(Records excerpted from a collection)
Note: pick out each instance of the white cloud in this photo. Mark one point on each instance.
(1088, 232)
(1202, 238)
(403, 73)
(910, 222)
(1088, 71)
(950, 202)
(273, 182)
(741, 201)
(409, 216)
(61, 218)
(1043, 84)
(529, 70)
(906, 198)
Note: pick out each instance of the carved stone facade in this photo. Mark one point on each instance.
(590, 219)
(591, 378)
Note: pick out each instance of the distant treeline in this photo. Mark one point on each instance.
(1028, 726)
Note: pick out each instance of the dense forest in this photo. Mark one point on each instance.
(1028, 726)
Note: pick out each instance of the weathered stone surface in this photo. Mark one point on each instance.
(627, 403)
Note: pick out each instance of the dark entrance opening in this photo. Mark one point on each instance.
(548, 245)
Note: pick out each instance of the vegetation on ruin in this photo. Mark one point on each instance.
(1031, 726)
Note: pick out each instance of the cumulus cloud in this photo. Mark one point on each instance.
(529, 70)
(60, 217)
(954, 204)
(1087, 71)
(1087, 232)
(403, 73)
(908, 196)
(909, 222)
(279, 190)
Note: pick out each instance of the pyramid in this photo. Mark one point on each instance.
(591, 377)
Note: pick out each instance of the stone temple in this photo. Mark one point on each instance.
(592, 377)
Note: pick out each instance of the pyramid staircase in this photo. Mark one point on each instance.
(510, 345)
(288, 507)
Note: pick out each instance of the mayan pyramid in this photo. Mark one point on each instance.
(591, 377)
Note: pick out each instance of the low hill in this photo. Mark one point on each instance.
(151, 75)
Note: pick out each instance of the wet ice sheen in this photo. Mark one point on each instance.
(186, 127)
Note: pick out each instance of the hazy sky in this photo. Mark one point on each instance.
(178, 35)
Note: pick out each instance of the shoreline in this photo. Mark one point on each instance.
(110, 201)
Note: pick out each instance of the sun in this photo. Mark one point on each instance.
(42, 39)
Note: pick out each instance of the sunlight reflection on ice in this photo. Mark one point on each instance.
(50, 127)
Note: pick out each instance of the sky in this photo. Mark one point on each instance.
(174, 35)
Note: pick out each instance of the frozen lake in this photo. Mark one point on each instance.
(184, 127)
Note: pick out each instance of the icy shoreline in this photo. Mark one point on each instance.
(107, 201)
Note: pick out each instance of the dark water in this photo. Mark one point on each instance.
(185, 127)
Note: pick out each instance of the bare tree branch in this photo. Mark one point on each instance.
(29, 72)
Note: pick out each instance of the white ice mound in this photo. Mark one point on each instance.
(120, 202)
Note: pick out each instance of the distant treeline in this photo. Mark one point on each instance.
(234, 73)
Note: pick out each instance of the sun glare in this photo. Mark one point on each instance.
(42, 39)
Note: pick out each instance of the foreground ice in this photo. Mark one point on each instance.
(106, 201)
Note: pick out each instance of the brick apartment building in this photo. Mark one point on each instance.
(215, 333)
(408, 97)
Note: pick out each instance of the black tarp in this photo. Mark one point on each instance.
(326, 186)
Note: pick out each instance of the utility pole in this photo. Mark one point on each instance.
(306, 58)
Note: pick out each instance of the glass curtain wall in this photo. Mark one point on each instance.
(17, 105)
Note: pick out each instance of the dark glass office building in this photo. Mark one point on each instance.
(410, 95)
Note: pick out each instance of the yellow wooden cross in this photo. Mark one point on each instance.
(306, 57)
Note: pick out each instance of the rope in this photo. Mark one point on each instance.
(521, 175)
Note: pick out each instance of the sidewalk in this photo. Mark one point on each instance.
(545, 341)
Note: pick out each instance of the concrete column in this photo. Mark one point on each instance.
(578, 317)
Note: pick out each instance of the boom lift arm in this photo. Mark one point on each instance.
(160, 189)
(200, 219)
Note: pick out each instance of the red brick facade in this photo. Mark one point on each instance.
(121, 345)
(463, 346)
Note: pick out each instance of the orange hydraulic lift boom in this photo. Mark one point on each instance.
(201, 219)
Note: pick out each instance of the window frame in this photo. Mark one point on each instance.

What this task involves>
The response has to match the data exactly, line for line.

Expected output>
Note: pick out each instance of the white cloud in this photo. Mark one point on each instance.
(1088, 232)
(1202, 238)
(403, 73)
(910, 222)
(1088, 71)
(950, 202)
(273, 182)
(741, 201)
(409, 216)
(61, 218)
(1043, 84)
(529, 70)
(906, 198)
Note: pick out each instance of the carved stone facade in this photo. Mark one point on each instance.
(590, 219)
(591, 378)
Note: pick out each instance of the distant treeline in this photo. Mark one point on each instance.
(1028, 726)
Note: pick out each instance of the dense forest in this photo. Mark one point on each instance.
(1028, 726)
Note: pick out each instance of the weathered stone surface in this photo. Mark one point on each instance.
(627, 403)
Note: pick out each instance of the dark entrance opening in this photo. Mark one point on each instance.
(548, 245)
Note: pick out each instance of the vegetation on ruin in this photo. Mark one point on each instance.
(1031, 726)
Note: pick out each instance of the cumulus cloud in this photo. Mark one point on each instance.
(529, 70)
(60, 217)
(954, 204)
(1087, 71)
(1087, 232)
(403, 73)
(908, 196)
(909, 222)
(279, 190)
Note: pick out each instance of the pyramid in this photo. Mark one point on each instance.
(591, 377)
Note: pick out each instance of the stone temple in this photo. Mark one point on each instance.
(592, 377)
Note: pick out each instance of the pyramid staircase in this photo. Mark one point on each instance.
(510, 345)
(288, 507)
Note: pick out each instance of the mayan pyramid in this photo. Mark one point on each instance.
(591, 377)
Note: pick out each instance of the low hill in this photo. Mark one point on each instance.
(151, 75)
Note: pick out each instance of the wet ice sheen in this photo. Mark one point on each instance.
(186, 127)
Note: pick out each instance of the hazy sky in this photo. Mark one point on each instance.
(178, 35)
Note: pick out each instance of the shoreline in this photo. Mark one point on each instance.
(110, 201)
Note: pick out each instance of the sun in this photo. Mark one point on each instance.
(42, 39)
Note: pick out each instance of the sunlight reflection on ice in this photo. Mark one point on each instance.
(50, 127)
Note: pick out each instance of the sky in this photo. Mark one point on each instance.
(174, 35)
Note: pick out each instance of the frozen lake in this photo. Mark one point on each instance.
(184, 127)
Note: pick out each instance of the icy shoreline in this photo. Mark one point on each instance.
(107, 201)
Note: pick out each instance of the dark water in this photo. Mark one point on each instance.
(185, 127)
Note: pick out each instance of the bare tree branch in this photo. Mark one point on each instance.
(29, 72)
Note: pick out each instance of the white ice mound in this photo. Mark one point on each instance.
(120, 202)
Note: pick out each instance of the distant treeline in this photo. Mark one point on each instance.
(234, 73)
Note: pick out each instance of the sun glare in this photo. Mark one point on each instance.
(42, 39)
Note: pick out each instance of the foreground ice in this photo. Mark one point on each instance.
(106, 201)
Note: pick out each instance of the brick apartment building in this photo. Mark one point on each instance.
(215, 333)
(408, 97)
Note: pick out each instance of the black tarp in this photo. Mark one point on each instance.
(326, 186)
Note: pick out each instance of the utility pole in this photo. Mark one point on each instance.
(306, 58)
Note: pick out each instance of the glass curtain wall in this photo. Mark one point on each instance.
(17, 105)
Note: pick out each instance of the dark glass office building in this photo. Mark one point on each instance.
(410, 95)
Note: pick out each instance of the yellow wooden cross in this photo. Mark one point on each instance.
(306, 57)
Note: pick out each instance of the rope in this photo. Mark one point on each instance.
(521, 175)
Note: pick out each instance of the sidewalk in this photo. Mark one point on each instance.
(545, 341)
Note: pick out each instance of the concrete column in this photo. Mark one point on each instance.
(578, 317)
Note: pick out each instance of the boom lift arm in this photo. Mark one point on each instance.
(160, 189)
(200, 219)
Note: pick out each instance of the red brick facade in this photo. Mark one point on each instance.
(121, 345)
(463, 346)
Note: pick out each instance of the orange hydraulic lift boom in this photo. Mark one point on each instance.
(201, 219)
Note: pick out each instance of the window frame in this photo. Mark one point on each instance.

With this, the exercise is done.